** Task input **
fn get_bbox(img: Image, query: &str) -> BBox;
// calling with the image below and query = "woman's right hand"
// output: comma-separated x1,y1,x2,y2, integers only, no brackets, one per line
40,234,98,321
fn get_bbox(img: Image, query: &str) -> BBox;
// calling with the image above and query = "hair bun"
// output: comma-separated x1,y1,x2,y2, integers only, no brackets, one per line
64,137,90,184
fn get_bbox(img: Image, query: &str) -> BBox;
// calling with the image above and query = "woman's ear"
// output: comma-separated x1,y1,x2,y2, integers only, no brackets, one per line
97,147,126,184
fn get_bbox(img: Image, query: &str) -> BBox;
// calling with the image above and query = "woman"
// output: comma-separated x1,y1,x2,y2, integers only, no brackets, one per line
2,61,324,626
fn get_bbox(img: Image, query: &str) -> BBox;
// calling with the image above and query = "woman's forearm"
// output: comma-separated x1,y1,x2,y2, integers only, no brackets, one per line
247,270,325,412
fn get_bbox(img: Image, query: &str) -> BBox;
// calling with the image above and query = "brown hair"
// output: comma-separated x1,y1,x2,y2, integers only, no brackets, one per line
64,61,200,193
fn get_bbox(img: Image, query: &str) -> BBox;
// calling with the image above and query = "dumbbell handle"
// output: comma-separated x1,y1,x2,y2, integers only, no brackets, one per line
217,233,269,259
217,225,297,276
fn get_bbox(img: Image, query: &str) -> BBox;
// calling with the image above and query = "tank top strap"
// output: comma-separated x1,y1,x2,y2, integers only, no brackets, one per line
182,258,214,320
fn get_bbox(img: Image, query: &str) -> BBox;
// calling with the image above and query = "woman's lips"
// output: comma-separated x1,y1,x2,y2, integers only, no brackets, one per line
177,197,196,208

** Task to complete **
Copy every line above without changes.

** Exercise result **
fn get_bbox(img: Image, query: &str) -> BBox;
// calling with the image below and query = "woman's right hand"
// output: comma-separated x1,y1,x2,y2, integers only, no brackets, one per line
40,234,98,321
fn get_bbox(img: Image, query: &str) -> BBox;
// calling with the image above and query = "hair bun"
// output: comma-separated x1,y1,x2,y2, integers only, no brackets, one per line
64,137,90,184
fn get_bbox(img: Image, query: &str) -> BBox;
// calling with the image above and query = "woman's ear"
// output: comma-separated x1,y1,x2,y2, integers only, no brackets, one per line
97,147,126,184
fn get_bbox(img: Image, query: &str) -> BBox;
// calling with the image above and query = "woman"
// output: comma-separated x1,y1,x2,y2, integers only, no brackets, one per line
2,61,324,626
fn get_bbox(img: Image, query: &str) -> BBox;
// calling with the image above and query = "woman's forearm"
// output: comma-separated x1,y1,x2,y2, integers only, no brackets, one per line
247,270,325,412
fn get_bbox(img: Image, query: &str) -> BBox;
// calling with the image above and query = "brown hair"
// output: comma-separated x1,y1,x2,y2, integers only, no brackets, one per line
64,61,200,193
fn get_bbox(img: Image, query: &str) -> BBox;
// calling with the image above and query = "dumbbell handle"
// output: comma-separated x1,y1,x2,y2, integers only, no brackets, one per line
217,233,269,259
217,225,297,276
fn get_bbox(img: Image, query: &str) -> BBox;
// calling with the image above and query = "tank top strap"
// output: comma-separated x1,y1,x2,y2, integers only, no brackets, one per line
182,258,214,320
fn get_bbox(img: Image, query: &str) -> BBox;
// calling with the image above and query = "woman's lips"
// output: comma-separated x1,y1,x2,y2, integers only, no brackets, one per line
177,197,196,208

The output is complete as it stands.